# Can Somebody Tell me Why I'm ....



## Guest (Feb 19, 2003)

LOL I keep getting told im Squeeky *giggle* and hardly any of you have even spoken to me via a phone to hear my 'squeeky' voice LOLI

What is it about me that 'Squeeks' ? ;D. 
Should I nick name myself 'Squeeky' or keep it as my real name which is Abi? 8)

Please enlighten me folks


----------



## Major Audi Parts Guru (May 7, 2002)

Abi
If you come along to one of our meets then i guess we'll all find out ;D


----------



## Lisa. (May 7, 2002)

Sorry Abi, I know I referred to your "girlie squeaks", didn't realise anyone else had.
Maybe its just your unique style, but I can defo hear "squeaks and peeps" when I read your posts.
Toot Toot ( was that me or you?)
Lisa


----------



## coupe-sport (May 7, 2002)

are you sure you are not V in disguise... ???


----------



## Guest (Feb 19, 2003)

No I am not  and if you dont believe me then research it with another long established member of the forum  who will tell you that I am not Vlastan.!


----------



## Guest (Feb 19, 2003)

No I am not Vlastan in disguise and if you ask another long established member of the forum who can reseach this they will prove to you I am not .


----------



## coupe-sport (May 7, 2002)

hmm... posting twice - thats a V ploy to get your post count up....


----------



## Guest (Feb 19, 2003)

heheheh 'Squeak' : I will have to learn to keep my posts a lot shorter I think aswell LOL


----------

○ ○ ○ ○

* [AIM]:
In the forum thread about being called squeaky, what real name does the first poster give?

* [RAW DATA]:
○ ○ ○ ○

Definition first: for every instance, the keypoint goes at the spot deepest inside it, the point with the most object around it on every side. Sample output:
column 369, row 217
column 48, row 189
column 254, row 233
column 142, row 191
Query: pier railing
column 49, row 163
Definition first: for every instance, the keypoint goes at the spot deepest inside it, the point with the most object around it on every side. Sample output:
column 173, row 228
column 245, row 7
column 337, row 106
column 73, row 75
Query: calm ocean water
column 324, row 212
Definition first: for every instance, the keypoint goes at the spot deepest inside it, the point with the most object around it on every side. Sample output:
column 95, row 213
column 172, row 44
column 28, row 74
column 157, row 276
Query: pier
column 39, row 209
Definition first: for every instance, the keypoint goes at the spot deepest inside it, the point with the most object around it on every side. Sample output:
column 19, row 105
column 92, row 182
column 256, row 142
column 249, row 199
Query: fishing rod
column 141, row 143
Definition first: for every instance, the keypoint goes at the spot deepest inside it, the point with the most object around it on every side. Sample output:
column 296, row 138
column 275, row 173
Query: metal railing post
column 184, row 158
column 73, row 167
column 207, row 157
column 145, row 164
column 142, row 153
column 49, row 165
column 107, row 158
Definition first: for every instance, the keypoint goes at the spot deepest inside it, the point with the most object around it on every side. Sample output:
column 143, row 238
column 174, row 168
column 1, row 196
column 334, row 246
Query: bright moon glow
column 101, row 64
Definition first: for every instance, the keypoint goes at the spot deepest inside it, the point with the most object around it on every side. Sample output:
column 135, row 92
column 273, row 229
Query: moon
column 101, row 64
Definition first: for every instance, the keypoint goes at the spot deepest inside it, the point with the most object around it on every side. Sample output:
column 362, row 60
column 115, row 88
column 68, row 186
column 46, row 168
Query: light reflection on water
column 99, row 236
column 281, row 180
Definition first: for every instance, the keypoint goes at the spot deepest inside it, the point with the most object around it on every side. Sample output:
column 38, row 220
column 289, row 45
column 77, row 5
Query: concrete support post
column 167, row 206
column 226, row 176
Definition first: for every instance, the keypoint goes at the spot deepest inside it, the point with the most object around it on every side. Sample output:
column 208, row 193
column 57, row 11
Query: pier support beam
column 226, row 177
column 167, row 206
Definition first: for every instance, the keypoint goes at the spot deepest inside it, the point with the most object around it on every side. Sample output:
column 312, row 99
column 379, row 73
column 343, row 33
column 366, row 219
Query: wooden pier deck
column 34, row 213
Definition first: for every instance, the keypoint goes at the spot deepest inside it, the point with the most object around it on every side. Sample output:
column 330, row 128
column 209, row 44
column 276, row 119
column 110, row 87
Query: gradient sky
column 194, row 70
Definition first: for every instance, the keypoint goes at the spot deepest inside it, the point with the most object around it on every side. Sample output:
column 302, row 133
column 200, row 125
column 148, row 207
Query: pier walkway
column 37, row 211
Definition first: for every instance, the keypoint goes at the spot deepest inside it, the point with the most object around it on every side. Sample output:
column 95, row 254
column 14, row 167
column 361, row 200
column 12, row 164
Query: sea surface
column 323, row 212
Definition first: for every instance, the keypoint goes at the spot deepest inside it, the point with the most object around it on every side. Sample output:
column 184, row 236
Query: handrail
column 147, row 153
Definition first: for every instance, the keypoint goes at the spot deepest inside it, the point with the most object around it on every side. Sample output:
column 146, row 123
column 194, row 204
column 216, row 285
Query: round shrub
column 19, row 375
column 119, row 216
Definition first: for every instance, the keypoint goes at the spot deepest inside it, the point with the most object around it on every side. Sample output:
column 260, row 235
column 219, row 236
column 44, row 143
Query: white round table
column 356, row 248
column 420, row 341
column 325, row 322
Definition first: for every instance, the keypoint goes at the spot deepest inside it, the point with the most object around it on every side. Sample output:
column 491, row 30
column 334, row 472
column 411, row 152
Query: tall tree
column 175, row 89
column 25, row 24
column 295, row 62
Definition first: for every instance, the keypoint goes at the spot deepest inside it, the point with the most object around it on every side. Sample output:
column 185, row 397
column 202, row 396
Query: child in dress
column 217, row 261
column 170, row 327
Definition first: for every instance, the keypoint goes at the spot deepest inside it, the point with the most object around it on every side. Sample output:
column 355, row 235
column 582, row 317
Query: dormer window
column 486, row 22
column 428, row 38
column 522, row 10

○ ○ ○ ○

* [OUTPUT FOR THIS TASK]:
Abi